→ **EXERCISE OBJECTIVE**:
Omit every image, and transcribe the remaining entries exactly as given.

→ **SOURCE DATA**:
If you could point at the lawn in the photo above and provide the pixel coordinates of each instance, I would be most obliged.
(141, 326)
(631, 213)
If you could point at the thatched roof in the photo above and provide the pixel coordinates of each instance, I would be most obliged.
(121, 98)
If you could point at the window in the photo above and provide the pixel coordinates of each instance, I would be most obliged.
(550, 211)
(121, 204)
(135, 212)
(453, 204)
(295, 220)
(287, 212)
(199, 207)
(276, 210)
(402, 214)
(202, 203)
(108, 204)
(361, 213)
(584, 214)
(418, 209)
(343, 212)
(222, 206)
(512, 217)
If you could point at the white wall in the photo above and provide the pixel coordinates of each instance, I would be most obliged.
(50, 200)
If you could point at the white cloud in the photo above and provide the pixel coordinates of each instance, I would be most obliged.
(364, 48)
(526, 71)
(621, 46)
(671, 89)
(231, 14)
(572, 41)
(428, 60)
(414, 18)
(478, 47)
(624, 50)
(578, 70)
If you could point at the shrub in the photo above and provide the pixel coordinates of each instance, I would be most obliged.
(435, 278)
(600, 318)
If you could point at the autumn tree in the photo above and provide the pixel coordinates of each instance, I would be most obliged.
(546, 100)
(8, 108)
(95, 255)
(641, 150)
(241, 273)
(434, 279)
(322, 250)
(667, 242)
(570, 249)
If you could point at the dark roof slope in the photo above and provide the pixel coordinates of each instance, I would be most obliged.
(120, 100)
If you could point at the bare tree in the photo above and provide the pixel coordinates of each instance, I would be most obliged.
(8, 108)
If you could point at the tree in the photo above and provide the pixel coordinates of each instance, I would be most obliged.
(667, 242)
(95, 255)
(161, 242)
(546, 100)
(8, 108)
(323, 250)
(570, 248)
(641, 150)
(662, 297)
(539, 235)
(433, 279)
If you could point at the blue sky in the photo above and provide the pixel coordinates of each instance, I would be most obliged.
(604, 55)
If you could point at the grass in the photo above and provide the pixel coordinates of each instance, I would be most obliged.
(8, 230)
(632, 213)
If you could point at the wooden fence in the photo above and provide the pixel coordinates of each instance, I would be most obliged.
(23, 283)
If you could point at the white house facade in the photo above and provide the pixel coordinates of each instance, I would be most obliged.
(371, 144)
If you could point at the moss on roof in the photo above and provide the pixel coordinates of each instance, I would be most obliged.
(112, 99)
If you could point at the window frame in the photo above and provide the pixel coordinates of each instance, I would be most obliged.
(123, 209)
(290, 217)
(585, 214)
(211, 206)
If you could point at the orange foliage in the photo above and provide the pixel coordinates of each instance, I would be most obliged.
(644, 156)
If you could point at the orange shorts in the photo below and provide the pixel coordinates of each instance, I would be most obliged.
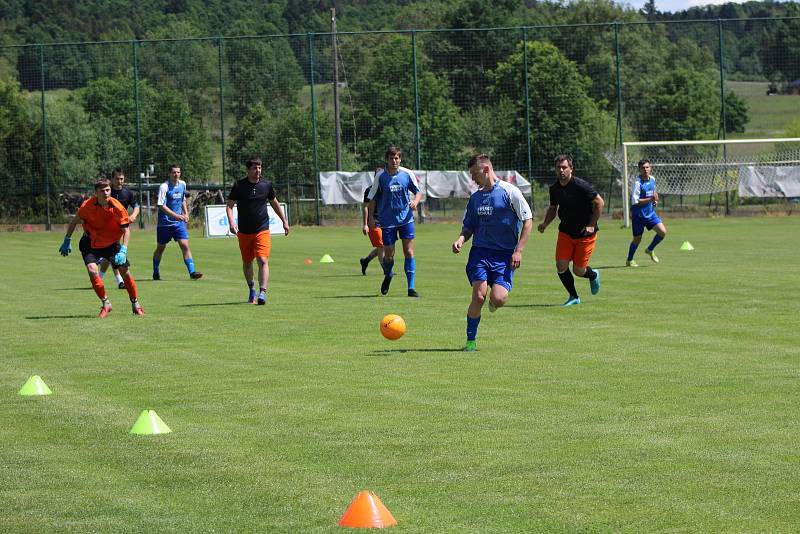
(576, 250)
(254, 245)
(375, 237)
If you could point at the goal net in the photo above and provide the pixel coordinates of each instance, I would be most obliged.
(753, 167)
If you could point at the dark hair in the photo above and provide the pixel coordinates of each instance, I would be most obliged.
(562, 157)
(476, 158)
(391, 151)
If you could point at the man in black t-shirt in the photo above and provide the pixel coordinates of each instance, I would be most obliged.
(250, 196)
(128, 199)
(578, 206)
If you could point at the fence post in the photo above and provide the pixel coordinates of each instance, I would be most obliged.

→ **ANSWER**:
If you could point at the lawn in the photo above and provide the pixel coordinates of each instance, I would be most obliged.
(141, 326)
(631, 213)
If you could point at the thatched roof in the photo above and provide the pixel coordinates of each instance, I would be most obliged.
(121, 98)
If you could point at the window in the photo above and provide the pixel coordinates of each instance, I would be most obliged.
(550, 211)
(121, 204)
(135, 212)
(453, 204)
(295, 220)
(287, 212)
(199, 207)
(276, 210)
(402, 214)
(202, 203)
(108, 204)
(361, 213)
(584, 214)
(418, 209)
(343, 212)
(222, 206)
(512, 217)
If you could point at the white wall in the photo above and provide the pixel coordinates of each instance, I would be most obliged.
(50, 200)
If you could point at the white cloud in the photo above and provide the pixel coordinates of each instance, I would be most obliged.
(364, 48)
(526, 71)
(621, 46)
(671, 89)
(231, 14)
(572, 41)
(428, 60)
(414, 18)
(478, 47)
(624, 50)
(578, 70)
If you could point at the shrub in the photo above and provide the pixel coordinates of each instance, I would be most obliged.
(435, 278)
(600, 318)
If you could point at the autumn tree in the photo above and provide the pixel coordinates of each instance, I would be most obliged.
(546, 100)
(8, 108)
(95, 255)
(641, 150)
(241, 273)
(434, 279)
(322, 250)
(667, 242)
(570, 249)
If you could point at the dark roof slope in the photo above and provide the pixel coordinates of each instance, I would be most obliged.
(120, 100)
If you could point at the bare tree in the photo above and provide the pixel coordinates of each instance, I would be most obliged.
(8, 108)
If you could point at the tree in the photo above and provide the pixel coordinates of each instance, I would be most obliged.
(667, 242)
(95, 255)
(161, 242)
(546, 100)
(8, 108)
(323, 250)
(570, 248)
(641, 150)
(662, 297)
(539, 235)
(433, 279)
If you could point at the blue sky in the photo above and provide the pixel coordinates of each instance, I would be most obliged.
(604, 55)
If you could point at the grass in the photo above and provide the pixel coordinates of each instance, I would be most obliged.
(8, 230)
(632, 213)
If you could point at the wooden fence in the photo above and provide the pixel coordinates of each instance, I would be most obliged.
(23, 283)
If you could point at the white house facade in the photo above and provide the pixel coordinates of each instance, I would be most obliged.
(371, 144)
If you could point at the moss on roof in the photo above and provide the pixel coordinates of each instance, I would be most obliged.
(112, 99)
If you could point at the window frame in the photo above and provide the pixel coordinates of each instance, I would be most obliged.
(123, 209)
(290, 217)
(585, 214)
(211, 206)
If you could point at the orange foliage in the photo above and provide the pixel coordinates of each instance, I would be most obliged.
(644, 156)
If you could point at the orange shorts in the photo below and provide the pixel coordinates of each instance, I would be most obliged.
(576, 250)
(254, 245)
(375, 237)
If you could point at the goal net in the photo above and provide the pixel coordinates of each instance, I would be most obliged.
(753, 167)
If you could point at the dark hair in the photo above and provide the pixel coordinates of each instance, I would be most obliged.
(562, 157)
(476, 158)
(391, 151)
If you could point at the man in black t-shirt in the photo above and provide the pixel coordinates of each instance, I would be most obliged.
(250, 196)
(128, 199)
(578, 206)
If you could point at the fence post in the photo above and provide the pixel coordinates of each instance, I would be most obliged.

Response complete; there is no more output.